* Provided records *
####

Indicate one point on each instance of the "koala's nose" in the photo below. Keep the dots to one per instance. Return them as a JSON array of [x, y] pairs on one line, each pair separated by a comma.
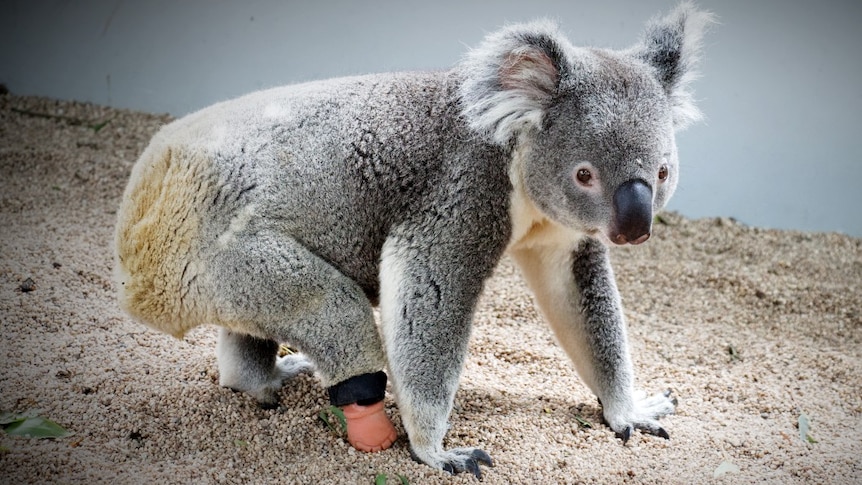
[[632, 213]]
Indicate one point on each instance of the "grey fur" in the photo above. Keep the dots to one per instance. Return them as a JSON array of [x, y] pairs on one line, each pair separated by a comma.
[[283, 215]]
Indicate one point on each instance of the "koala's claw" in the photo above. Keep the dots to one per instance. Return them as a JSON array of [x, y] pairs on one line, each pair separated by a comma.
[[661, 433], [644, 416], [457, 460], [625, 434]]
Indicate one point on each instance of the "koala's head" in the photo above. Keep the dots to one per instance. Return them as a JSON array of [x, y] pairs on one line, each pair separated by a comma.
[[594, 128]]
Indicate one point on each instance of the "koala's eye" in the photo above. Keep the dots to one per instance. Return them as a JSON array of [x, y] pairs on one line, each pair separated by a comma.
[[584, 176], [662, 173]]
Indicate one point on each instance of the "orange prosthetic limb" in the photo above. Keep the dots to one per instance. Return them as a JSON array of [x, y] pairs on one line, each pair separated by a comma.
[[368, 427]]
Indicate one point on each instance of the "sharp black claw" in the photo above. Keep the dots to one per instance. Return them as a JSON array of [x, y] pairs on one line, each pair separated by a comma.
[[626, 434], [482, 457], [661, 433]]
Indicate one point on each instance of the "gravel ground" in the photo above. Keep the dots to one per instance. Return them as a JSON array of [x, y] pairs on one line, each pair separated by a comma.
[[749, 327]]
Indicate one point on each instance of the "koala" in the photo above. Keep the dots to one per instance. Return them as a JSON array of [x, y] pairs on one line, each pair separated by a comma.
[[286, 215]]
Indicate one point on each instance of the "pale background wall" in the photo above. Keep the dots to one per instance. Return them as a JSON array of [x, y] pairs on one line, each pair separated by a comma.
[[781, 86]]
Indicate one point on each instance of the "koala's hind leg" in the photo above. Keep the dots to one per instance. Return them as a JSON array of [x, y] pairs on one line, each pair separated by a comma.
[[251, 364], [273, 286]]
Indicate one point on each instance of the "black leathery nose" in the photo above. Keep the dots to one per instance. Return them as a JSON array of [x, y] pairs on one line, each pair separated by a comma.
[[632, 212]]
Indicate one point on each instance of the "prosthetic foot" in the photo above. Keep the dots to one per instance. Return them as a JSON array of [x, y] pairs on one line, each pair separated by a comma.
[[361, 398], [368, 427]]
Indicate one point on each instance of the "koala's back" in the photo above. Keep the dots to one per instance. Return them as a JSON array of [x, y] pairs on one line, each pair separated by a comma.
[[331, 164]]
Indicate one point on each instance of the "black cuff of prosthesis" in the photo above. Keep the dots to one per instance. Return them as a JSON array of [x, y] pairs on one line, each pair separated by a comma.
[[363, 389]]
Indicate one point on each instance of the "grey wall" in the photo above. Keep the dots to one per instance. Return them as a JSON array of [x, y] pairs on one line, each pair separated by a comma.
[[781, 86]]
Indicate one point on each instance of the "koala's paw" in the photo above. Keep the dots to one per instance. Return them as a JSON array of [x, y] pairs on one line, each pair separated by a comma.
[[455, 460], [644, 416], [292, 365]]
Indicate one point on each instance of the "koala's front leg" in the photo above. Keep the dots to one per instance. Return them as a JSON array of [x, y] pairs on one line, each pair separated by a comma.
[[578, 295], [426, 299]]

####

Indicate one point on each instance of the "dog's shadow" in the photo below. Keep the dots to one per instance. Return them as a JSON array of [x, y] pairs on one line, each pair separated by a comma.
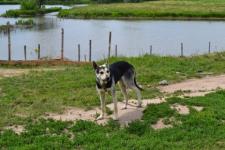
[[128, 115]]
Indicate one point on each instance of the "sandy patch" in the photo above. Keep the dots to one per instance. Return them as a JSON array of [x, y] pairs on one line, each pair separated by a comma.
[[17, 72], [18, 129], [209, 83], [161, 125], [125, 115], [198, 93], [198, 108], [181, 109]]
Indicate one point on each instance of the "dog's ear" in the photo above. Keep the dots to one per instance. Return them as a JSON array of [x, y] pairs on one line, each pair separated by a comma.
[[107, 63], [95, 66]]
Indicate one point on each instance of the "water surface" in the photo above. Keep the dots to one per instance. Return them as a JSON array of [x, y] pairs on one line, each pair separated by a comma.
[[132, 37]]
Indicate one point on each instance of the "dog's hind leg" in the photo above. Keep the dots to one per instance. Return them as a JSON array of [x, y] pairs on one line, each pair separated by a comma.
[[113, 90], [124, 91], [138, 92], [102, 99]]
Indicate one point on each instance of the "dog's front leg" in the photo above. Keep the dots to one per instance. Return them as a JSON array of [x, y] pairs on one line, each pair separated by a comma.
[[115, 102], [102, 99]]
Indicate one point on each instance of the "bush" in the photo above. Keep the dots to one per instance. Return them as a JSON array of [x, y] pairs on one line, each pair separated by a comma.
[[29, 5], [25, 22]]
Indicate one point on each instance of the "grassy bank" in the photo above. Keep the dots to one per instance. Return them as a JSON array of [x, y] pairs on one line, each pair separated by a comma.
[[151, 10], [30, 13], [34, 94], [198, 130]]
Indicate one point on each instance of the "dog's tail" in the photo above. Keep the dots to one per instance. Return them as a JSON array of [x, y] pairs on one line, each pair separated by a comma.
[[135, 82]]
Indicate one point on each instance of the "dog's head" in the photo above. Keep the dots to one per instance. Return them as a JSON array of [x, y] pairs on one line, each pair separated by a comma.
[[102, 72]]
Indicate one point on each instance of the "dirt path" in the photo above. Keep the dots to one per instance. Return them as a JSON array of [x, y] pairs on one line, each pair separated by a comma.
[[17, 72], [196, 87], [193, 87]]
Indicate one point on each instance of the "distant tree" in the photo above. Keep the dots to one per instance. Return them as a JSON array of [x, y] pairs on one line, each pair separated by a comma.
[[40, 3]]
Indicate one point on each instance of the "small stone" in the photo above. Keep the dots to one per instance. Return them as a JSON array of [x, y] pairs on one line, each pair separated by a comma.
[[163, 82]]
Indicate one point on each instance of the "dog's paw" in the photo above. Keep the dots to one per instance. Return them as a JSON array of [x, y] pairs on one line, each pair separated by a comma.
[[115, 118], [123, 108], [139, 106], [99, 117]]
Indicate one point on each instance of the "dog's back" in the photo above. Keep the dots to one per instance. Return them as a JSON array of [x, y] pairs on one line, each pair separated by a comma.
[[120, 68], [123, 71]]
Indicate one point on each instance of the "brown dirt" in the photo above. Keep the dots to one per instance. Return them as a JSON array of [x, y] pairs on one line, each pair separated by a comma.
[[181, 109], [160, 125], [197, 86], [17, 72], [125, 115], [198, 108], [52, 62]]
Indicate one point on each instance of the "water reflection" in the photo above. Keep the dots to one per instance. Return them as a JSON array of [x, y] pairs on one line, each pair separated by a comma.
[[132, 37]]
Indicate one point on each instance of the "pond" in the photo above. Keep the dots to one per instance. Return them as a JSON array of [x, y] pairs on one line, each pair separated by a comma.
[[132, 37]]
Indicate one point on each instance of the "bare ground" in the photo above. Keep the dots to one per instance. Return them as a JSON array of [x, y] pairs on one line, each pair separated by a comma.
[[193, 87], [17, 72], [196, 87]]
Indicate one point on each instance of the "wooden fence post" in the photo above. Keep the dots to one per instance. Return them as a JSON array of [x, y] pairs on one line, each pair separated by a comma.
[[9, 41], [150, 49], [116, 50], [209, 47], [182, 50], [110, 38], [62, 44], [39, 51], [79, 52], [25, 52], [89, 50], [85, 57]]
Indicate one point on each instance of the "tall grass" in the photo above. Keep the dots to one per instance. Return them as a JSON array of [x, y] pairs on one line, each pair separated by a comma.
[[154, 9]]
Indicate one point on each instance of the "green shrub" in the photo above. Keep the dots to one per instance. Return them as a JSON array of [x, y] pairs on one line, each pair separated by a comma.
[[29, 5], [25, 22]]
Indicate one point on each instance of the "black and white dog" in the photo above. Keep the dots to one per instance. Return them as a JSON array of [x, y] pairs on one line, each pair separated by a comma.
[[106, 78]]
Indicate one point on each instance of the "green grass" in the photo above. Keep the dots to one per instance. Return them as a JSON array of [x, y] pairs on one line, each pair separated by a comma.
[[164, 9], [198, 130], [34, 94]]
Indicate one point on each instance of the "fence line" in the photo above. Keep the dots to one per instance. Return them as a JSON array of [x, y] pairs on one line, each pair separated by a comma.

####

* Prompt *
From the entries above, pick out every line that contains the word "grey" and copy each one out in full.

* Solution *
Indicate one point on each instance of the "grey fur" in the photo above. Keep the dots to one per instance. Return them as a JSON array of [x, y] pairs on one line, each pair separated by a comma.
Indicate one point on each instance of the "grey wall" in the photo above. Keep the dots to one per instance. Return them as a JSON array of [x, y] pairs on one line, each pair separated by a comma.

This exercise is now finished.